» Reading passage:
------------------------------------------------
In contemporary times, Muslims have continued to seek and accept help from their Christian brethren in times of need like the Prophet of Islam and his companions did in the past. With parts of Muslim Arabia and the Levant engulfed by the flame of sectarian wars in Syria, Iraq and Yemen, resulting in the displacement of millions of Muslims desperately seeking refuge in more peaceful climes, Christians once again extended a hand of help.

In response to this human tragedy, the Catholic Pontiff, His Holiness, Pope Francis, Vicar of Christ Jesus and Bishop of Rome, didn’t make their conversion to Catholicism a precondition before he made a passionate appeal to the leaders of Christian Europe to open the gates of their city states to millions of Muslim refugees pouring out of the war-ravaged Muslim lands of Arabia and Levant. Angela Merkel, Chancellor of Germany and the leader of the governing Christian Democratic Union party, was one of the early respondents to the appeal of the Holy Father.  The Catholic Pontiff is also known to have intervened on behalf the Palestinian people and Rohingya of Myanmar, appealing for justice, fairness and equity for all, without any Evangelical strings attached.

Nearer home in Nigeria, one of the largest international donors in humanitarian services in the predominantly Muslim north of Nigeria, which is aimed at improving the health, sanitary hygiene and economy of the people, is the Bill & Melinda Gates Foundation. This foundation, which has committed millions of dollars towards the total eradication of the prevalent cases of poliomyelitis in the Muslim North, through the vaccination of millions of Muslim children against the debilitating disease, was founded and financially supported by Mr. and Mrs. Gates, a Christian couple of the Catholic denomination. The Bill & Melinda Gates Foundation is purely a humanitarian international organisation, which is working hard to uplift humanity, without a Christian evangelical strings attached.
------------------------------------------------
» Material shown:

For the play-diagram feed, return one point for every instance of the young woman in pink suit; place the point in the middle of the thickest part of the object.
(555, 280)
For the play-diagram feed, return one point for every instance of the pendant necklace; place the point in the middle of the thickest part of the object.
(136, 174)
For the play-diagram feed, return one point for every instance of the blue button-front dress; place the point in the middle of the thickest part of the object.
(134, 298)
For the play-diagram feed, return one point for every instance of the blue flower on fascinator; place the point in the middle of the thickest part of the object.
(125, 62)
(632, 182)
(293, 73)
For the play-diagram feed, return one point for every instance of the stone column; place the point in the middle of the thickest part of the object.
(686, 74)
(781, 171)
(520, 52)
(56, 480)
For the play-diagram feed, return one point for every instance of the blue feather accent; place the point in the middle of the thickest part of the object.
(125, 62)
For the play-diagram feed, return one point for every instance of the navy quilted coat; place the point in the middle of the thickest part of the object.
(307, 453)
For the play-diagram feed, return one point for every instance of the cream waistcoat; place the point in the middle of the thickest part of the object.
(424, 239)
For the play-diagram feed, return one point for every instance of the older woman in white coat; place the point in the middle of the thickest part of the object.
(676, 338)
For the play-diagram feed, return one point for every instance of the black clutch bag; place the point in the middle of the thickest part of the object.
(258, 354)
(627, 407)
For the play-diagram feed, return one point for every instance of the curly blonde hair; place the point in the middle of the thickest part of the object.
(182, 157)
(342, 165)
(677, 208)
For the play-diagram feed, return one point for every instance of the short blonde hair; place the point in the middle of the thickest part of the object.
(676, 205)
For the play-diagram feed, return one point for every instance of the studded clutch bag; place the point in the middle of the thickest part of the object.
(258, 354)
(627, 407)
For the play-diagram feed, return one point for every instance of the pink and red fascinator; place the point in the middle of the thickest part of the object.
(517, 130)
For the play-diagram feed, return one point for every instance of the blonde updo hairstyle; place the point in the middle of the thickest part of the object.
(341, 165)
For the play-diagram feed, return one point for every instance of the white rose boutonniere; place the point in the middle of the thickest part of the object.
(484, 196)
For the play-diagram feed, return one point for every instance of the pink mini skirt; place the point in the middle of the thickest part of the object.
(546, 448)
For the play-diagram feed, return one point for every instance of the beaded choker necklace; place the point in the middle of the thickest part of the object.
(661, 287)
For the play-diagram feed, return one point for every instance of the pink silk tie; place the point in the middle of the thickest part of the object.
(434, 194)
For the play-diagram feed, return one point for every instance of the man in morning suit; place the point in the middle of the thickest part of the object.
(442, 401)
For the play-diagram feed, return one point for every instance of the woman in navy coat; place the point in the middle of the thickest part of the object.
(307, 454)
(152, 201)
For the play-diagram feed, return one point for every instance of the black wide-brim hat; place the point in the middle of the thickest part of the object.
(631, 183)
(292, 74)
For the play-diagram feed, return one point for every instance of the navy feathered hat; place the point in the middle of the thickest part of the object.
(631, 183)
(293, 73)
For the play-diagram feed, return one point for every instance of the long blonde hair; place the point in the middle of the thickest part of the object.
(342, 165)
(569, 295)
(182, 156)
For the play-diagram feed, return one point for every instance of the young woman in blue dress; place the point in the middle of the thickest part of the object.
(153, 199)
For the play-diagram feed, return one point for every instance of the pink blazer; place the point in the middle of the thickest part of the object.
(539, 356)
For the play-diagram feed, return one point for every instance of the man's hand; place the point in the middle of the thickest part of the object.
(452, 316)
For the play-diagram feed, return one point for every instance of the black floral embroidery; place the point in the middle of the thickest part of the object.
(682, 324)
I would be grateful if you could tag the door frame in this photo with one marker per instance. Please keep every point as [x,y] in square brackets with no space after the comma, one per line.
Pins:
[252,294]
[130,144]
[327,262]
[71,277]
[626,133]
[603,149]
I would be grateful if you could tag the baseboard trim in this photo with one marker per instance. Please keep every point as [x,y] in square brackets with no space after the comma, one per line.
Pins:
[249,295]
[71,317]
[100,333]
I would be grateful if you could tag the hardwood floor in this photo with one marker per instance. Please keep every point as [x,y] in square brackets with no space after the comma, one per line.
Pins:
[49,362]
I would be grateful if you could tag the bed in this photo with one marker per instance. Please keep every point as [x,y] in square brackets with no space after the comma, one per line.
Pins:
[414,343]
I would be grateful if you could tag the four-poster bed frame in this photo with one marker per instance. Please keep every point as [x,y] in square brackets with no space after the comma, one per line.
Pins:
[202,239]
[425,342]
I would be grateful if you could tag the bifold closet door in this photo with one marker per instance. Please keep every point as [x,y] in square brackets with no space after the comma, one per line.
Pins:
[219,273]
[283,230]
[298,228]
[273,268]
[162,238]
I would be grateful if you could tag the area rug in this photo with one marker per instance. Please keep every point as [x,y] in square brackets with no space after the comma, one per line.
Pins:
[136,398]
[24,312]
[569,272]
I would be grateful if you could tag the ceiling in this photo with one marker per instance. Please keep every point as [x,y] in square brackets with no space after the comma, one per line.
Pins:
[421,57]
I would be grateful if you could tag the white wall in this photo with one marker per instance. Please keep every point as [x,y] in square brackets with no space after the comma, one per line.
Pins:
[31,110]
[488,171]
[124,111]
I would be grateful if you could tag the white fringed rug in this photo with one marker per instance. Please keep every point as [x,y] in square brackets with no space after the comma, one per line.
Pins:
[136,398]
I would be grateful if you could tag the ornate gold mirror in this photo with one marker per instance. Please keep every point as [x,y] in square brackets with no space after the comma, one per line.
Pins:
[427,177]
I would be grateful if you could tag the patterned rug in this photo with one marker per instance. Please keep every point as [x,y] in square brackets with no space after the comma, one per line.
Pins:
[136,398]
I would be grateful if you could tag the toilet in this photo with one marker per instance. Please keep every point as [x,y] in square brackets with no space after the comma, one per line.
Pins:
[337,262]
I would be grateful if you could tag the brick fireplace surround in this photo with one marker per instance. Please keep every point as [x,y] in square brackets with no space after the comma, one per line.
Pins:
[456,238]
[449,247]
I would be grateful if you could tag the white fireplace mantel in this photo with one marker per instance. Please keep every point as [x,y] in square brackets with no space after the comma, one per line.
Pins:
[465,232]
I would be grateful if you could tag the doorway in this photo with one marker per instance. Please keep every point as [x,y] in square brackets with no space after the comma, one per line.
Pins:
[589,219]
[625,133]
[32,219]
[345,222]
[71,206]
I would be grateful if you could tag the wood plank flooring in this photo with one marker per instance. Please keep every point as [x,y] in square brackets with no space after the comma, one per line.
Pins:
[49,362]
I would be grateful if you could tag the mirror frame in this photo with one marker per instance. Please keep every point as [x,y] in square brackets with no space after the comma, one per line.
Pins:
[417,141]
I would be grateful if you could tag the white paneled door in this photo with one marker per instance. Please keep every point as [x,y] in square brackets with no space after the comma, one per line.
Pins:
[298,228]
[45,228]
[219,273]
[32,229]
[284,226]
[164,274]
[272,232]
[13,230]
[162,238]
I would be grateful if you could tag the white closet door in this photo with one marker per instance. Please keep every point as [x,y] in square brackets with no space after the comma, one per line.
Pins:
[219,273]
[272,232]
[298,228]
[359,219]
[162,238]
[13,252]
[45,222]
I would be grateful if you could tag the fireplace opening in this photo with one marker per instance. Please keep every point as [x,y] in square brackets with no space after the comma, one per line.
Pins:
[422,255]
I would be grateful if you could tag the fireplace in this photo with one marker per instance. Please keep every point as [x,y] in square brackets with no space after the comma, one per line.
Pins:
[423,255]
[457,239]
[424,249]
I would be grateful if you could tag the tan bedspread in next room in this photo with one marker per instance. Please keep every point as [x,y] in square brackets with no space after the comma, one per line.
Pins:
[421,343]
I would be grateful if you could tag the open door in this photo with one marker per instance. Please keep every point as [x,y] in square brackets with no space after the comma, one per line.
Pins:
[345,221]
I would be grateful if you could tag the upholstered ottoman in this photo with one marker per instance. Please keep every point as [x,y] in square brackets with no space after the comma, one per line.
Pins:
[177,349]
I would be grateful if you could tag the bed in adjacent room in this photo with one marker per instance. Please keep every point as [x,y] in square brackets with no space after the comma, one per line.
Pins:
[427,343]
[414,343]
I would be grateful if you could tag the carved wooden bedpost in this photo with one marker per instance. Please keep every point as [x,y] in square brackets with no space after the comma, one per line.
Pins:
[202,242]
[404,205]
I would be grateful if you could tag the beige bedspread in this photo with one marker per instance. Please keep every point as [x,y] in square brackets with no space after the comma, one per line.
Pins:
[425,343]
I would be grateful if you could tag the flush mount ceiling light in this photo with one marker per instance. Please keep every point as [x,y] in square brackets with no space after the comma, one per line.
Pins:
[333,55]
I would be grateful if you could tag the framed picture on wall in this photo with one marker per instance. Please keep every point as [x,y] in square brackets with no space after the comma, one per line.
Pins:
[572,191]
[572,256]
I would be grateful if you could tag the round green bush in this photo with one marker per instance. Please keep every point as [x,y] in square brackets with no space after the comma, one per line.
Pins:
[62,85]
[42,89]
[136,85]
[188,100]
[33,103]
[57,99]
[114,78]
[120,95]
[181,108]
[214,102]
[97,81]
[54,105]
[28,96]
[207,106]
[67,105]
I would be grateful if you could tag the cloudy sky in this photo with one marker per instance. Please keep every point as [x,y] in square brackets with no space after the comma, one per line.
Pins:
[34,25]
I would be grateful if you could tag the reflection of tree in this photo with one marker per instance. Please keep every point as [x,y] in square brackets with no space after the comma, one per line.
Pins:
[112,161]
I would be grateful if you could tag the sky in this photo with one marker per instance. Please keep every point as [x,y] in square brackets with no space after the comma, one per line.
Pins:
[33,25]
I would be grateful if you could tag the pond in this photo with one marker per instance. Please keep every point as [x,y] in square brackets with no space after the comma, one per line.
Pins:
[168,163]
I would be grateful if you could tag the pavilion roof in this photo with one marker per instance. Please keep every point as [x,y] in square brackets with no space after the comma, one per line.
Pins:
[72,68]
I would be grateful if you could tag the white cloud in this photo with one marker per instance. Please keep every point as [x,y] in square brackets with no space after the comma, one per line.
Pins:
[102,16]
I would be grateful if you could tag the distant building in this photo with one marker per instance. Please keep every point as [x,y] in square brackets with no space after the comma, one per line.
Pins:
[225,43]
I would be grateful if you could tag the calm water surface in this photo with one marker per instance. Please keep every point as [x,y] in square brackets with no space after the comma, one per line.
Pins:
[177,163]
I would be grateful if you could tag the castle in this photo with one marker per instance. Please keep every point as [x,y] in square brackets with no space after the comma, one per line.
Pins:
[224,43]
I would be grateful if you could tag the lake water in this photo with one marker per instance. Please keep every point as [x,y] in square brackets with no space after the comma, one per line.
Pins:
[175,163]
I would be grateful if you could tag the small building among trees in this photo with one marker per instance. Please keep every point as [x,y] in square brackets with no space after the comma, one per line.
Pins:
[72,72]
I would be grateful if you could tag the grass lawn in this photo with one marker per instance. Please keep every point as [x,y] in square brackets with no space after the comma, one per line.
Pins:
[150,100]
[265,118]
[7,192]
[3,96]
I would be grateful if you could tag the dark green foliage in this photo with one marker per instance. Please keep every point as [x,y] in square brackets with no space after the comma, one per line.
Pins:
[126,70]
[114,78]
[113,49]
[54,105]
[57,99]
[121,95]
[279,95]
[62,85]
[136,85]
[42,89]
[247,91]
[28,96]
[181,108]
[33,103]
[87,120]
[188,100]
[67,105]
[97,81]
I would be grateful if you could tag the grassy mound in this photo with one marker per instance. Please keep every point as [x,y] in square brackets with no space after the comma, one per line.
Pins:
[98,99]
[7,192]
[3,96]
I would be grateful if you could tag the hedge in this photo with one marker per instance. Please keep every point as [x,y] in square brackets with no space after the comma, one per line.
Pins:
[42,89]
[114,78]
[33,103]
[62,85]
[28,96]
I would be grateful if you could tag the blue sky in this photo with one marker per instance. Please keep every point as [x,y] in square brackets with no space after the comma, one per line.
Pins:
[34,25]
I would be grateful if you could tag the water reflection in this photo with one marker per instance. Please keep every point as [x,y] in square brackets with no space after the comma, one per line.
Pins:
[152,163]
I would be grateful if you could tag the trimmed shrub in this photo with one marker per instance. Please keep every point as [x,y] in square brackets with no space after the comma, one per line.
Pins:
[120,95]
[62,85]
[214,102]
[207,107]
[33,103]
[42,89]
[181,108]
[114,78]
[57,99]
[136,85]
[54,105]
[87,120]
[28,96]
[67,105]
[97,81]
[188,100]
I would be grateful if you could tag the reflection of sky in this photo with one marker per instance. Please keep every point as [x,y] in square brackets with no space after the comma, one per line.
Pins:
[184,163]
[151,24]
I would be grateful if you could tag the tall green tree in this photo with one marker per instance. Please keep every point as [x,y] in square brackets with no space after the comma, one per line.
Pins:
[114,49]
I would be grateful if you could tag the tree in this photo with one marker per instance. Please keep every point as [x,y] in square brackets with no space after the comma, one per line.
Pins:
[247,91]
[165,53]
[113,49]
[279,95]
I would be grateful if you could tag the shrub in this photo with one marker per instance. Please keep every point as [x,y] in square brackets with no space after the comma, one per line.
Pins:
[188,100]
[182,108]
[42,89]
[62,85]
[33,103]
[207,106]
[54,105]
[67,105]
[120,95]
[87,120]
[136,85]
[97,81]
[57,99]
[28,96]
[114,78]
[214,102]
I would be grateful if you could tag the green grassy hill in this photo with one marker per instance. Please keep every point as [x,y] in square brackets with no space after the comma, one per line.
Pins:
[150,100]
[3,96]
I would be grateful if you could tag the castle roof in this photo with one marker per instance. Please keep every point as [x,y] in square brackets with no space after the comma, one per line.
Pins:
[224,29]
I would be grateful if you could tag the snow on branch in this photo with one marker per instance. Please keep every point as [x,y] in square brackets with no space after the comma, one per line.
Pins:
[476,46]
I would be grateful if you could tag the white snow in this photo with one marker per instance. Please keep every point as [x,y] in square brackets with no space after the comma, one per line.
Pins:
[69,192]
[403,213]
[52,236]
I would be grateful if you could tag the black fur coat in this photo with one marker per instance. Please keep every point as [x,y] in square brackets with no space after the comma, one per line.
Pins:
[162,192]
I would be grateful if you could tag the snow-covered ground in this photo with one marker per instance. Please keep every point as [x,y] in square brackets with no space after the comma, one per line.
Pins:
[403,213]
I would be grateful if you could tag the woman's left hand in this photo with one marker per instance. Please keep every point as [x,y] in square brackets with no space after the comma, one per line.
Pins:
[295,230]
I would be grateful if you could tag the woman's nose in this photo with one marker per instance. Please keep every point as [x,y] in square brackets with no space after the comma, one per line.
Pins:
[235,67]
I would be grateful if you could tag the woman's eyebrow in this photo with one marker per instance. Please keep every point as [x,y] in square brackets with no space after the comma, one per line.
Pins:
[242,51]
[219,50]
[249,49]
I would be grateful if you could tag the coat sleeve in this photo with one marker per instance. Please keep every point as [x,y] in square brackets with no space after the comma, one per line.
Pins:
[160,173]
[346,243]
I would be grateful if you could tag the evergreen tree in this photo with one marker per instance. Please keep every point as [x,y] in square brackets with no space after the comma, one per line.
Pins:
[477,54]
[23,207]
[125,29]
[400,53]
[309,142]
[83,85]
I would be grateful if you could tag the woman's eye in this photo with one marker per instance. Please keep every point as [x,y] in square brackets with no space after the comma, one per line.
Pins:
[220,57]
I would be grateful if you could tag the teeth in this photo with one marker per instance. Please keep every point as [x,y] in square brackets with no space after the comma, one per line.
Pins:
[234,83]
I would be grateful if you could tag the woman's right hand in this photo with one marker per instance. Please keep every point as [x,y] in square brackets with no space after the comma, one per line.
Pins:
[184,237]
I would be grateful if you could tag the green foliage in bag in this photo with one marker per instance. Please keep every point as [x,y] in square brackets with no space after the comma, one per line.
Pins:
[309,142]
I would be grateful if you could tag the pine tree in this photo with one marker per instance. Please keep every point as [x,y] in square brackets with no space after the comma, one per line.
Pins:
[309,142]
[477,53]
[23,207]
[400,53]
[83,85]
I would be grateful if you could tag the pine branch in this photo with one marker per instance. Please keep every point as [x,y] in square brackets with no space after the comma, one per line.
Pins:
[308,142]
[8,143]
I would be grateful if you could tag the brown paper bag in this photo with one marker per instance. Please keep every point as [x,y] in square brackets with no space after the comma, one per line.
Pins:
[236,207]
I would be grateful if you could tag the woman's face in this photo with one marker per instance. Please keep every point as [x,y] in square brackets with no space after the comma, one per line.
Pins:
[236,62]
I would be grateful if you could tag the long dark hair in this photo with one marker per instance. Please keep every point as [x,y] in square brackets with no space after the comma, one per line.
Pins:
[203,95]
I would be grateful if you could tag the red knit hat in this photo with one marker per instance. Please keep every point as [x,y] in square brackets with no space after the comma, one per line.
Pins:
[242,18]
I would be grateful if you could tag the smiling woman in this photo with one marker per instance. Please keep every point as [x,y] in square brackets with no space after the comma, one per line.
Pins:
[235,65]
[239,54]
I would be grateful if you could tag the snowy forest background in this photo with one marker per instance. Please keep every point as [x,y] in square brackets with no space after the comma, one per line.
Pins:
------------------------------------------------
» Study questions:
1. In the passage on Christian help to Muslims, what disease is the Bill & Melinda Gates Foundation working to eradicate in northern Nigeria?
2. Copy out the passage on Christian help to Muslims word for word, starting at "In contemporary times, Muslims" and ending at "hand of help.".
3. Continue the passage on Christian help to Muslims, beginning right after its final sentence.

» Answers by item number:
1. Poliomyelitis.

2.
In contemporary times, Muslims have continued to seek and accept help from their Christian brethren in times of need like the Prophet of Islam and his companions did in the past. With parts of Muslim Arabia and the Levant engulfed by the flame of sectarian wars in Syria, Iraq and Yemen, resulting in the displacement of millions of Muslims desperately seeking refuge in more peaceful climes, Christians once again extended a hand of help.

3.
Religion as a subjective interpretation of faith is toxic when mixed with politics and governance in a multi-cultural, multi-religious state. When religion supplants humanism, it loses its faith. Like others before it, The Kukah Centre, though founded by a Catholic priest, is not an evangelical outreach platform seeking to win souls for Christ. The Kukah Centre is a humanitarian organisation with interfaith dialogue, leading to the much needed understanding, accommodation, peace and love among humanity at large, irrespective of individual religious orientation, as its core objective.

And there is no better way to foster understanding and accommodation than showing love and care for the plight of millions of out-of-school Muslim children without compromising their Islamic faith. Rather than vilify Bishop Kukah, he should be appreciated by Nigerian Muslims, in line with prophetic traditions.